EXERCISE:
Multiply every coordinate in the answers by 1.35 and round each result to a whole number, with halves rounding up. Write out all the lines again with those new values, starting with the line with "of the hilltop" and going on through the last line, and keep the other lines unchanged.

»»

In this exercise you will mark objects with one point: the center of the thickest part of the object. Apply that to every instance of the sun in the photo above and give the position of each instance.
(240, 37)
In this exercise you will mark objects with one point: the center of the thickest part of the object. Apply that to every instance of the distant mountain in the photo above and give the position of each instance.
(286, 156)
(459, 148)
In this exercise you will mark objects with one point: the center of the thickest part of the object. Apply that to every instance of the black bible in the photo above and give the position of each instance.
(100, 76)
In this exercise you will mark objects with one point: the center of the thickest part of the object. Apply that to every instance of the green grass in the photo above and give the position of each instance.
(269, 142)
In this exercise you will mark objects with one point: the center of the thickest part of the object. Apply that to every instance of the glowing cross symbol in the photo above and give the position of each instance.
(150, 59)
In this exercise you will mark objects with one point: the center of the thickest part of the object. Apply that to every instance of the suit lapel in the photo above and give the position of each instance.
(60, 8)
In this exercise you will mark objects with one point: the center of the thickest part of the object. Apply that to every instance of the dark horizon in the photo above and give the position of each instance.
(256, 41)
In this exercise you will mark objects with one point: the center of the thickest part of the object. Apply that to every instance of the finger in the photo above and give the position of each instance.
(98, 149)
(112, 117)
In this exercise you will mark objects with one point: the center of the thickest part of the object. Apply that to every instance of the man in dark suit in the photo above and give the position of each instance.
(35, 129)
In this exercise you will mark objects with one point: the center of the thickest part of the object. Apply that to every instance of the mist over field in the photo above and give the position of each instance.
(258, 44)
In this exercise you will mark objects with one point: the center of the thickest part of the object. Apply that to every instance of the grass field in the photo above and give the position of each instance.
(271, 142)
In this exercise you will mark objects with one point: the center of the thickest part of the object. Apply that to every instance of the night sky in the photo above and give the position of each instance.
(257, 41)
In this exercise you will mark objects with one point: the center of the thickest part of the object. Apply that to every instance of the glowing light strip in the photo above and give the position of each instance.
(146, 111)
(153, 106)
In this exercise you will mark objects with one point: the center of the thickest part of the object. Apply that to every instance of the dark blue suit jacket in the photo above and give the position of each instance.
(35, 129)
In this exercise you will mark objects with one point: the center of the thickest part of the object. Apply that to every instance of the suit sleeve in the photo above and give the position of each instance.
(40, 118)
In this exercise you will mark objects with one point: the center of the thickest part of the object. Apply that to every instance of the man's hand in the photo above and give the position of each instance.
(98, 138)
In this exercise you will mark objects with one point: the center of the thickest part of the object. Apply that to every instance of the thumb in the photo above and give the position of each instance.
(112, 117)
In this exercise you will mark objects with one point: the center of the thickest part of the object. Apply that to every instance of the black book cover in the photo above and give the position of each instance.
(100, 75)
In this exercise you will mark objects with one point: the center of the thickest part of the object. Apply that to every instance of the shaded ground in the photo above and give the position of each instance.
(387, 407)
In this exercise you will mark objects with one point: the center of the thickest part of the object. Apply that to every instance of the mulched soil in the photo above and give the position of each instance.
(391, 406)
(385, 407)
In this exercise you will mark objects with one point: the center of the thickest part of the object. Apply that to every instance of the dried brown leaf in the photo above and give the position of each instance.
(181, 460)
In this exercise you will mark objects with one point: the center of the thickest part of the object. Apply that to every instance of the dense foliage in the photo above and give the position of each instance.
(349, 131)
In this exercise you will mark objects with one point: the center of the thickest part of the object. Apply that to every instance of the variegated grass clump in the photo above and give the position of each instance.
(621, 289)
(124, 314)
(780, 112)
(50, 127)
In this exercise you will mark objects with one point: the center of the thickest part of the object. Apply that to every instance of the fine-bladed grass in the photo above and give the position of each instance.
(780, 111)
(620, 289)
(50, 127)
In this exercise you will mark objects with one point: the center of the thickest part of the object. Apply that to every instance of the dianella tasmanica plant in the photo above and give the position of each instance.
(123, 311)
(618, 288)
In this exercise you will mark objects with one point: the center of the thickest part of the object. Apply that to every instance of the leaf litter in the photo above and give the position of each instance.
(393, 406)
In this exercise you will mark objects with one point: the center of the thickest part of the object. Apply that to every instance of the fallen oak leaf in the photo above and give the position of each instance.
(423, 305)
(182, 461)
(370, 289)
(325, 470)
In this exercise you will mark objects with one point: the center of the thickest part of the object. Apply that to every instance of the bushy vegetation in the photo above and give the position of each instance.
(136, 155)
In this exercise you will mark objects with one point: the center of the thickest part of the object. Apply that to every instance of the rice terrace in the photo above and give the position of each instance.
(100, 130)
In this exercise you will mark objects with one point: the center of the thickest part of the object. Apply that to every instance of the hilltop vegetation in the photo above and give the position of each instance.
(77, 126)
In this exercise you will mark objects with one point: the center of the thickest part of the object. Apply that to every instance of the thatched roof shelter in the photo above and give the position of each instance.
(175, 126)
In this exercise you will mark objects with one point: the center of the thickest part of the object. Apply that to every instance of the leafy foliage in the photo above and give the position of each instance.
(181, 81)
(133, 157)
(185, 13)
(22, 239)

««

SOLVED PROBLEM:
In this exercise you will mark objects with one point: the center of the thickest part of the object. Apply that to every instance of the hilltop vegetation in the photo above and give the position of each instance.
(104, 170)
In this exercise you will mark objects with one point: the center of the thickest part of the object. Apply that to every instance of the thatched roof shelter in the photo above and give the position of each instance.
(236, 170)
In this exercise you will mark objects with one point: the center of the thickest part of the object. Apply that to every instance of the leafy foliage in the photo above and give the position of each instance.
(244, 109)
(180, 212)
(250, 18)
(30, 323)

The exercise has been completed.